--- QUELLENAUSZUG ---
Das Schamekel

Ich sitze hier. Das herrlich warme, blubbernde Wasser umspült samtweich meinen ganzen Körper und schaukelt mich sanft hin und her. Jedes Ausatmen wird zur ultimativen Befreiung, weil der leichte Wasserdruck auf meiner Lunge die ganze Arbeit übernimmt. Nach dem Atemweg-befreienden Dampfbad strömt die Luft wie von selbst durch mich hindurch. Der Nachgeschmack vom Cappuccino, den ich mir eben gegönnt habe, beflügelt meine Geschmacksnerven. Ich könnte mir noch einen bestellen, hier direkt in den Whirlpool – das machen die sogar, außerdem ist es sowieso All-inclusive. Aber ich trinke, glaub ich, lieber einen Espresso zum Nachtisch nach dem fünf-gängigen Abendessen und ein Glas auserlesenen Rotwein.

Ein knappes Jahr zuvor…

Ich sitze hier – nein, eher etwas zwischen Stehen und Sitzen – auf meinem gefrorenen Fahrradsattel. Es ist eiskalt! Ich komme vom Männergebet. Es ist Freitag. 9:00 Uhr morgens. Ich hetze aus der Altstadt in die Uni, um einigermaßen pünktlich zu kommen. Die Kälte macht mir Kopfschmerzen. Helm und Kopfsteinpflaster machen es nicht besser. Tausend Gedanken schießen durch meinen Kopf: Eindrücke vom Gebet, Gott, das Leben, die Menschen, was muss ich heute alles machen? Ich knalle die schmale Gasse zum Fluss runter. Das Kopfsteinpflaster rüttelt an mir und meinem Fahrrad und bringt das Bild zum Flackern. Dann geht plötzlich alles ganz schnell. Ich sehe jemanden mit Mantel in ein Geschäft in der Gasse huschen – davor ein fettes, blitzendes, schwarzes Auto. BMW X6 oder Audi Q5 oder VW Touareg oder Porsche Cayenne – keine Ahnung, etwas von dieser Sorte. Der Mensch mit Mantel war wohl dort ausgestiegen, um kurz in das Geschäft zu springen. Eine schäbig gekleidete Frau, vielleicht obdachlos, geht zu dem teuren Auto. Kopfsteinpflaster – alles wackelt. Was macht die da? Misstrauen. Was passiert hier? Die Frau zieht ihre Hände unter ihrem Schal-Decke-Mantel hervor und geht ganz nah an das Auto heran. Sie bewegt ihre geradeso sichtbaren, von Kälte, Frost und Dreck gezeichneten Hände über die blitzende Motorhaube bis sie schließlich kurz vor der Windschutzscheibe verharrt. Ich brettere vorbei, höre nur mein klapperndes Fahrrad und die Lüftung des dicken Autos, rolle rüttelnd und ratternd weiter.
--- DATENAUSZUG ---
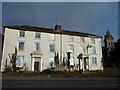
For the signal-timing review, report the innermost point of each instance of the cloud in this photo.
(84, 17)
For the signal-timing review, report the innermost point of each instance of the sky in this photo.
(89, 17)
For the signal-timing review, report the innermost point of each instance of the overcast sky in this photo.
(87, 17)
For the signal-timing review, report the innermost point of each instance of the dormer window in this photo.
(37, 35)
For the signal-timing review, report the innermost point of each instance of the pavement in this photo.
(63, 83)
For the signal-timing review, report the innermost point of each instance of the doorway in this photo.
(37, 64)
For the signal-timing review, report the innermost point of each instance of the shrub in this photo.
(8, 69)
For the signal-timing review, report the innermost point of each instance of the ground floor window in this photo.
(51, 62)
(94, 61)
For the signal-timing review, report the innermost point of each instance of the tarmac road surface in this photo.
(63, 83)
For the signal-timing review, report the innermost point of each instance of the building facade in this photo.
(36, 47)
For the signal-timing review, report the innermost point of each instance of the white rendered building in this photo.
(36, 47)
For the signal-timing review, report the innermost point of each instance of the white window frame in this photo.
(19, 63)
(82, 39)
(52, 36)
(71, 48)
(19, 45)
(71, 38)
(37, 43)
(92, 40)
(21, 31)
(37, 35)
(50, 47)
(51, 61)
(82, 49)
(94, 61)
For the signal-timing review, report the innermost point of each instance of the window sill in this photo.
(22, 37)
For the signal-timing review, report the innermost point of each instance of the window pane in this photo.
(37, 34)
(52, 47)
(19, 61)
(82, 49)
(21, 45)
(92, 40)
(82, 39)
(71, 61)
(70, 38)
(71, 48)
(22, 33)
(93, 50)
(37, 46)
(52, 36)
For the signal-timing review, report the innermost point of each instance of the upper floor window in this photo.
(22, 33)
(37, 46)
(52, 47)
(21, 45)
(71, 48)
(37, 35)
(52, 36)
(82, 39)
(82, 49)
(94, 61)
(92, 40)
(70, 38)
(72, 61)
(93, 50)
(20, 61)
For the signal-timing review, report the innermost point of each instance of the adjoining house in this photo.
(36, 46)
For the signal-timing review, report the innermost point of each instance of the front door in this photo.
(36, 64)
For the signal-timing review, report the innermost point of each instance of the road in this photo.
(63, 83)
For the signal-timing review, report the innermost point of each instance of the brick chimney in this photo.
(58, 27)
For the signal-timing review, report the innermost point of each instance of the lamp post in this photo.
---
*ZU ERLEDIGEN*:
1. Welche Automarken und -modelle zählt der Quellenauszug für das schwarze Auto in der Gasse auf? Nenne alle.
2. Führe die Erzählung „Das Schamekel“ im Quellenauszug nach ihrem letzten Satz fort.
Die Einträge werden hier nicht gebraucht.

*ANTWORTEN JE AUFGABE*:
1. BMW X6, Audi Q5, VW Touareg, Porsche Cayenne

2.
Das verträumte Gedanken-Chaos ist auf ein Mal wie weg gepustet. Die Welt steht still. Es gibt nur noch diese eine Frage: was war hier gerade passiert? Ich muss es in Gedanken buchstabieren, weil es so bizarr ist. Die schäbig gekleidete Frau aus der Gasse war zu dem fetten, schwarzen Auto gegangen, um für diesen einen, kurzen Moment ihre Hände an der aufsteigenden Restwärme des Motors zu wärmen. Bevor ich überhaupt glauben kann, wovon ich gerade Zeuge geworden war, springt es mir an die Kehle und krallt sich fest. Es steckt mir einen Kloß in den Hals, es schnürt mir den Brustkorb zu, es wringt meinen Magen aus, es saugt die Energie aus mir raus; dieses kleine, schmierig-stinkende Monster, das ich schon so lange kenne: das Schamekel. Es tanzt und kreischt und keift in mir. Ich empfinde brennende Wut auf den Mensch mit Mantel im Laden, weil ihm das Auto gehört; herzzerreißendes Mitleid mit der Frau; auftürmende Machtlosigkeit, weil ich nur zuschauen kann. Das Schamekel sammelt das alles ein und formt daraus einen verzerrten Spiegel, den es mir unbarmherzig und höhnisch vor das Gesicht hält. Ich sehe mich, einer von den Reichen, einer aus dem Team Mensch mit Mantel und Auto. Ich schäme mich in Grund und Boden und würde gerne betroffen runterschauen, aber das Schamekel presst mein Gesicht an den Spiegel – ich kann mich nicht bewegen. Mit jeder Sekunde, die ich mich im Spiegel anschaue, steigt der Ekel vor mir selbst und dem ganzen Reichtum in dieser Welt in mir auf. Sollte ich nicht dankbar sein, dass ich zu den Reichen gehöre? Ich schäme mich, weil ich so undankbar bin. Ich schaue in den Spiegel und mir wird übel vor Ekel. Ich glaube, ich zittere. Das kleine Monster hatte es mal wieder geschafft!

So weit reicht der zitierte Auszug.